**PROMPT**.
Collect and copy out each line in the records below that contains the word "green".
-----
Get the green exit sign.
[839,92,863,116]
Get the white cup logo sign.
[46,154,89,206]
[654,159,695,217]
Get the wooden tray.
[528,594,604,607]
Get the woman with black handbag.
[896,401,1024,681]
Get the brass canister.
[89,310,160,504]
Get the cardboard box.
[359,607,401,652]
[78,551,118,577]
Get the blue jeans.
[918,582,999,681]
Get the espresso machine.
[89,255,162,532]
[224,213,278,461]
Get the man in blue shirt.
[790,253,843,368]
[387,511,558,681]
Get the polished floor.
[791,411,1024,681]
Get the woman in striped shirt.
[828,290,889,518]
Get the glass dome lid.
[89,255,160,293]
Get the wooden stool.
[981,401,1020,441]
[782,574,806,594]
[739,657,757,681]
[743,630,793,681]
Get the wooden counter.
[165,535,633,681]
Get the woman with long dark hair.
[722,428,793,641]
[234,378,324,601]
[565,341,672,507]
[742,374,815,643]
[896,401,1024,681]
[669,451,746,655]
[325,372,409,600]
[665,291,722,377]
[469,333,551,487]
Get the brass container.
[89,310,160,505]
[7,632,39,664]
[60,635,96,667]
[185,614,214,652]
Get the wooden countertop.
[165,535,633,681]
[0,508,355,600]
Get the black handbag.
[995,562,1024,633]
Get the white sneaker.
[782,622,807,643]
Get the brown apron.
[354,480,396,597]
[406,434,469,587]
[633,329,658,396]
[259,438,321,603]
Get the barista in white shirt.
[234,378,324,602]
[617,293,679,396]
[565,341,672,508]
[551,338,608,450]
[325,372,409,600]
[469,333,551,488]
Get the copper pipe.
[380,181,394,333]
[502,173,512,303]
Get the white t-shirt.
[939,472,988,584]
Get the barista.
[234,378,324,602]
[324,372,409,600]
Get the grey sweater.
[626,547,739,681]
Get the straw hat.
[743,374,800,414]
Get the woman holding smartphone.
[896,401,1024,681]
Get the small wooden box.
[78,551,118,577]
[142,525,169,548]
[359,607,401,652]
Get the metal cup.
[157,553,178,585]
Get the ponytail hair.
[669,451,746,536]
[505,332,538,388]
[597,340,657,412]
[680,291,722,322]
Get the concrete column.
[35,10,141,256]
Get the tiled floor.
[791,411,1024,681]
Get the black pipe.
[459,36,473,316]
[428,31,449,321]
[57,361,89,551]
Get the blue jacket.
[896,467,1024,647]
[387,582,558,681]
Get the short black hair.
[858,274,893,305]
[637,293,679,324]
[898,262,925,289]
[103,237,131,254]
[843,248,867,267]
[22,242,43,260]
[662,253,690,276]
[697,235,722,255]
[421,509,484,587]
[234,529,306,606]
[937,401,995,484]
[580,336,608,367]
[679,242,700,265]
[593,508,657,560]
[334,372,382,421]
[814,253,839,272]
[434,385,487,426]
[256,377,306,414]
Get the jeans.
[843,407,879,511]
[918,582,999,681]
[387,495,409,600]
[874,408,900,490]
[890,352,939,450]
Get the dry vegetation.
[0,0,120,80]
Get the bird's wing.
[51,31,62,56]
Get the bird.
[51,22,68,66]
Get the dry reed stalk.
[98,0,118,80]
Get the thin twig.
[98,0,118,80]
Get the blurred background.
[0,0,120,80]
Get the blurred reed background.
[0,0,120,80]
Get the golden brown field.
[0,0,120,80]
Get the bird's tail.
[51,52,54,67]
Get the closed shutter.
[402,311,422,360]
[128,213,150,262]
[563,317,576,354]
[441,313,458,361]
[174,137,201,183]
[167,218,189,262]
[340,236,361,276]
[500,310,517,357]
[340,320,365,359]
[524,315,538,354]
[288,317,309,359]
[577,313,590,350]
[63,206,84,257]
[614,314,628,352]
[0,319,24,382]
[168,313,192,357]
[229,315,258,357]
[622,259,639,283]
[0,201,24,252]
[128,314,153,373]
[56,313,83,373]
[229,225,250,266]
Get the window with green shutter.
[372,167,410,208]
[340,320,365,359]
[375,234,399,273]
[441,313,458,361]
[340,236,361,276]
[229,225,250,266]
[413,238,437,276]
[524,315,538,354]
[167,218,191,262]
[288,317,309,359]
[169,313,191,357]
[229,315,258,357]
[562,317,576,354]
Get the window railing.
-----
**THE REPLY**.
Get the green exit sign.
Get the window with green shutter.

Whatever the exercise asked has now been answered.